## Task requirements:
**1)** Update the SQLAlchemy issue between "Issue #3710 resolved" and "processing query results.", inclusive, rewriting it with "applications" replaced by "services".
**2)** In the SQLAlchemy issue, which unique constraint does the reported IntegrityError say was violated?

## Selected passage:
========================================

Delayed configuration of polymorphic subclasses leads to duplicate backref event handler registration

Issue #3710 resolved
Chris Wilson created an issue

We have a complex system with mapped classes defined in many different files, used by different applications. Therefore we use derived-map polymorphic loading to load only those classes which are needed, sometimes when processing query results.

We have been running into problems with SQLAlchemy generating SQL that tries to violate database constraints, for example trying to insert the same row twice in a many-to-many association secondary table:

IntegrityError: (psycopg2.IntegrityError) duplicate key value violates unique constraint "cons_m2m_primary_key"
DETAIL:  Key (id_foo, id_bar)=(182145, 29586) already exists.
 [SQL: 'INSERT INTO m2m (id_foo, id_bar) VALUES (%(id_foo)s, %(id_bar)s)'] [parameters: ({'id_foo': 182145, 'id_bar': 29586}, {'id_foo': 182145, 'id_bar': 29586})]

We tracked this down to delayed initialisation of polymorphic classes and their subclasses resulting in duplicate event listeners being added for the backref relationship. This results in A.bs == [b], but B.as == [a, a]. Depending on the order in which the unitofwork flushes these out to the database, 50% of the time it will try to flush B.as first and generate SQL which violates the database constraints, as above.

========================================

## Data supplied:

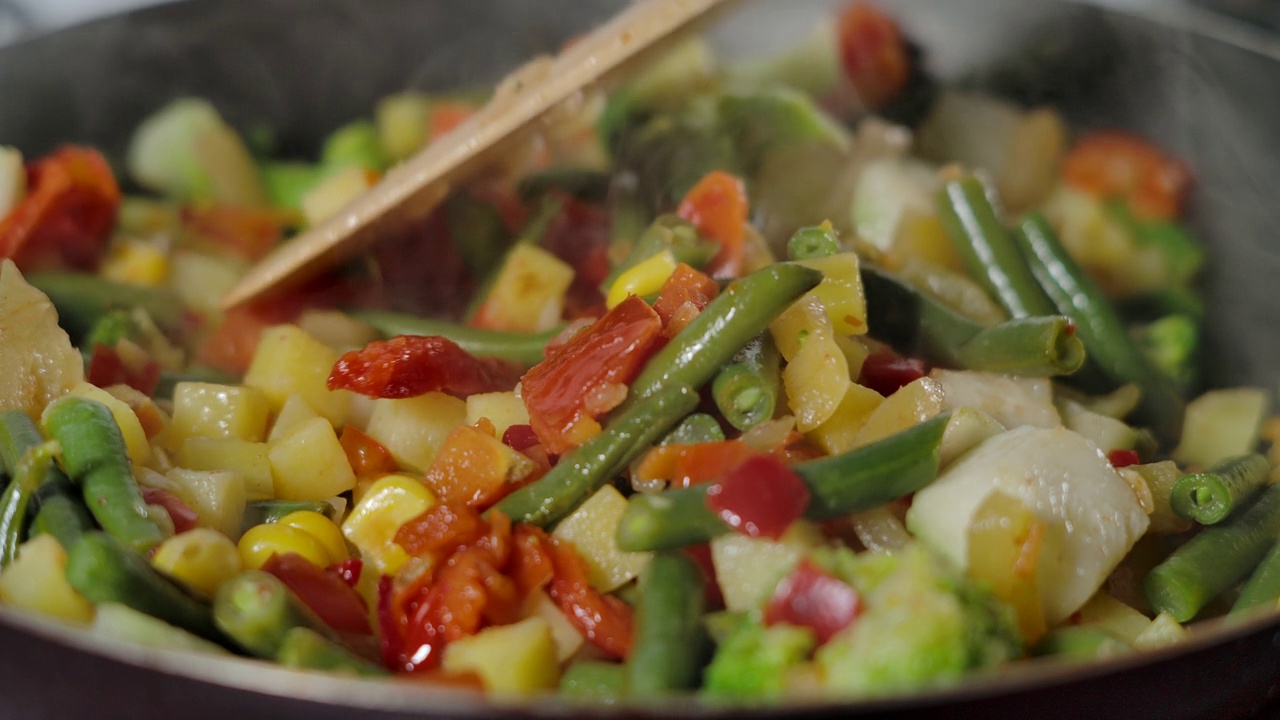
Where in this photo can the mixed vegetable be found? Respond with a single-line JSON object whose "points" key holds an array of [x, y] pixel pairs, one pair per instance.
{"points": [[800, 378]]}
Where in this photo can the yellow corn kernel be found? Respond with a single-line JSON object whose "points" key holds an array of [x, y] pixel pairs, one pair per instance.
{"points": [[137, 263], [201, 557], [321, 529], [260, 542], [644, 278], [373, 523]]}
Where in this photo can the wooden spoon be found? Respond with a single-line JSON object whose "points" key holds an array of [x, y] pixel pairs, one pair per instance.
{"points": [[414, 187]]}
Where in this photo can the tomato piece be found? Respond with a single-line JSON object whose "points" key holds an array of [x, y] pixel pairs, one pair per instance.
{"points": [[685, 294], [717, 206], [562, 393], [442, 527], [1123, 458], [886, 370], [250, 232], [106, 367], [182, 515], [810, 597], [760, 497], [366, 455], [67, 214], [1120, 164], [873, 54], [412, 365], [334, 601]]}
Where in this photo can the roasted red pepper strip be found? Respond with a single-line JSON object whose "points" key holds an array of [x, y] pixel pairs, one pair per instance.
{"points": [[412, 365], [561, 392], [717, 205], [68, 212]]}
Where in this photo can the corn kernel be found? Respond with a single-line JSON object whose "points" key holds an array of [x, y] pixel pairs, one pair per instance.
{"points": [[201, 557], [644, 278], [260, 542], [387, 505], [321, 529]]}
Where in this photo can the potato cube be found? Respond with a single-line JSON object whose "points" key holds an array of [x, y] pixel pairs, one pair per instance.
{"points": [[593, 531], [415, 428], [291, 361], [310, 463], [510, 659]]}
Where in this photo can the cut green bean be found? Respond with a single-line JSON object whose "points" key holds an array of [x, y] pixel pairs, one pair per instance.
{"points": [[1211, 496], [746, 391], [309, 650], [104, 569], [1216, 559], [987, 249], [668, 632], [743, 311], [1105, 336], [525, 349], [590, 465], [257, 611], [95, 456], [859, 479]]}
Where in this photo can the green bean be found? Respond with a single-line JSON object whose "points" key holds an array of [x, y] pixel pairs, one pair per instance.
{"points": [[818, 241], [695, 428], [987, 250], [668, 632], [1262, 588], [859, 479], [743, 311], [103, 569], [95, 456], [1214, 560], [1105, 336], [257, 611], [597, 461], [82, 300], [1211, 496], [304, 647], [525, 349], [918, 324], [746, 390]]}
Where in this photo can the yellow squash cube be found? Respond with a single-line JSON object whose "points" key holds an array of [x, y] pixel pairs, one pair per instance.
{"points": [[310, 463]]}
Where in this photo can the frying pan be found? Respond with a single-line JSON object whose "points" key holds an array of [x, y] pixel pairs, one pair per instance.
{"points": [[1200, 86]]}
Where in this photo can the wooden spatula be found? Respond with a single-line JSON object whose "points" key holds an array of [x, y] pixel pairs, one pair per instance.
{"points": [[410, 190]]}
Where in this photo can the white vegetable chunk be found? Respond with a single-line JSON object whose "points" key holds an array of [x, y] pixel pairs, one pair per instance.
{"points": [[1091, 515]]}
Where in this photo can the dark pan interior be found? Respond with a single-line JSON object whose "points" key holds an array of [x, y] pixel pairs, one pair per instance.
{"points": [[1206, 90]]}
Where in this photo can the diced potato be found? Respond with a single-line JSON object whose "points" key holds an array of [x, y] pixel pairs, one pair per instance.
{"points": [[568, 638], [216, 496], [293, 413], [520, 657], [387, 505], [1010, 400], [749, 568], [1089, 514], [1220, 424], [310, 463], [289, 361], [37, 580], [528, 295], [247, 459], [37, 356], [840, 431], [415, 428], [215, 410], [502, 409], [912, 404], [841, 292], [593, 531], [135, 437]]}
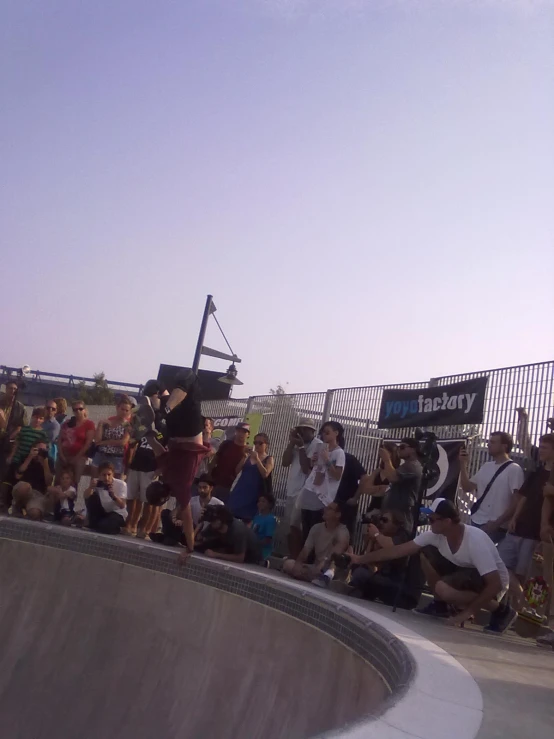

========================================

## Results in order:
**1)**
Issue #3710 resolved
Chris Wilson created an issue

We have a complex system with mapped classes defined in many different files, used by different services. Therefore we use derived-map polymorphic loading to load only those classes which are needed, sometimes when processing query results.

**2)** cons_m2m_primary_key